▶ _CONSEGNA_
Nel sottotitolo dell'estratto della fonte, quello che comincia con «DOLORI, PERICOLI», individua tutti i sostantivi che indicano la condizione dei cattolici e riportali in elenco.

▶ _ESTRATTO DELLA FONTE_
---+---

LA SITUAZIONE (1)

LA SITUAZIONE (1):

DOLORI, PERICOLI, DOVERI E CONSOLAZIONI DEI CATTOLICI DEI TEMPI PRESENTI

OPERA DI MONSIGNORE G. G. GAUME PROTONOTARIO APOSTOLICO

Custos, quid nocte?

Sentinella: che è della notte?

ROMA tipografia Tiberina – 1861

LA SITUAZIONE

Lettera al Sig. G. di F. — al castello di B.

DOLORI

Lettera Prima

Caro Amico.

---+---

▶ _MATERIALE RACCOLTO_
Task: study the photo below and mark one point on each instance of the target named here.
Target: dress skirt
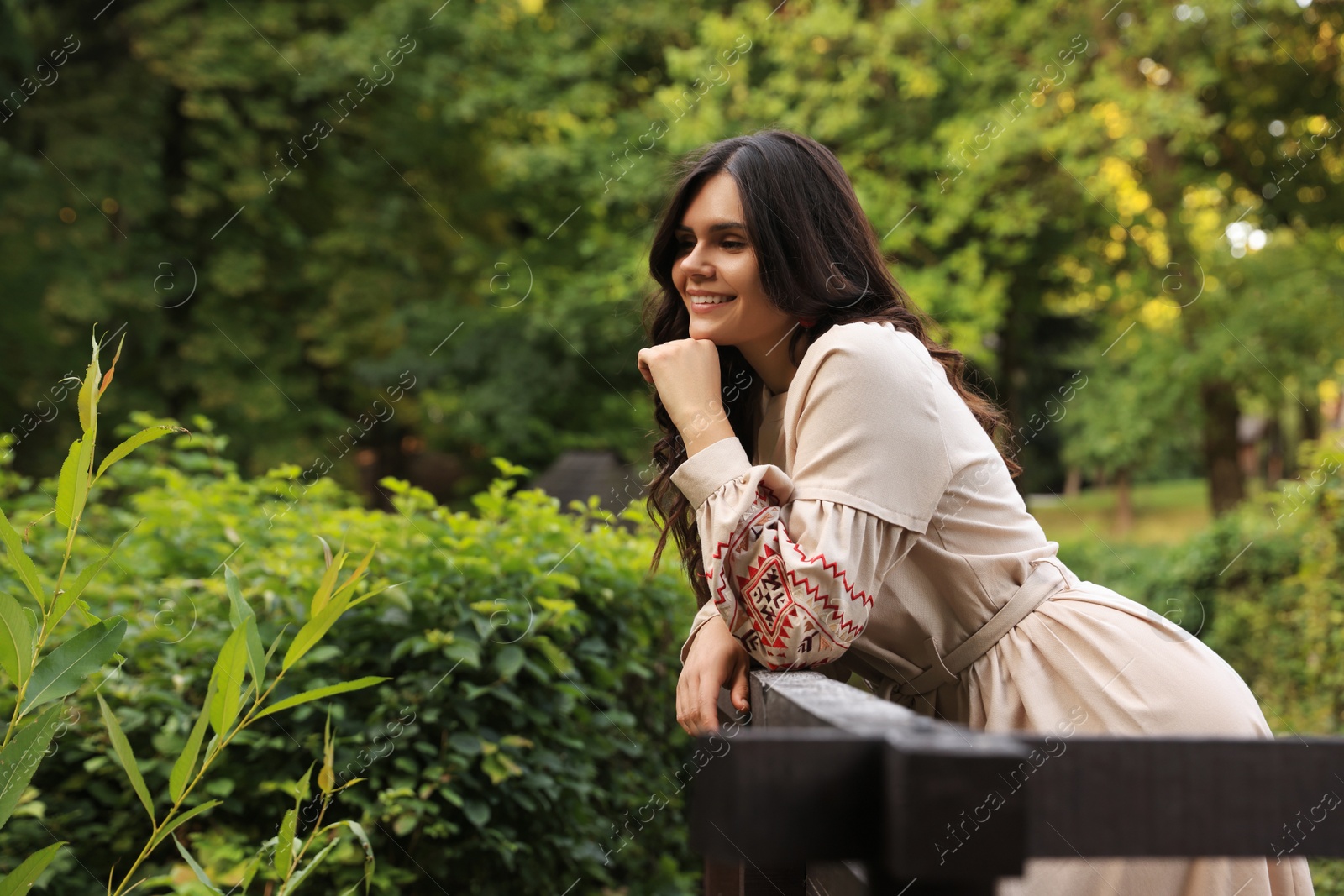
(1105, 664)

---+---

▶ _LA SOLUZIONE_
- Dolori
- Pericoli
- Doveri
- Consolazioni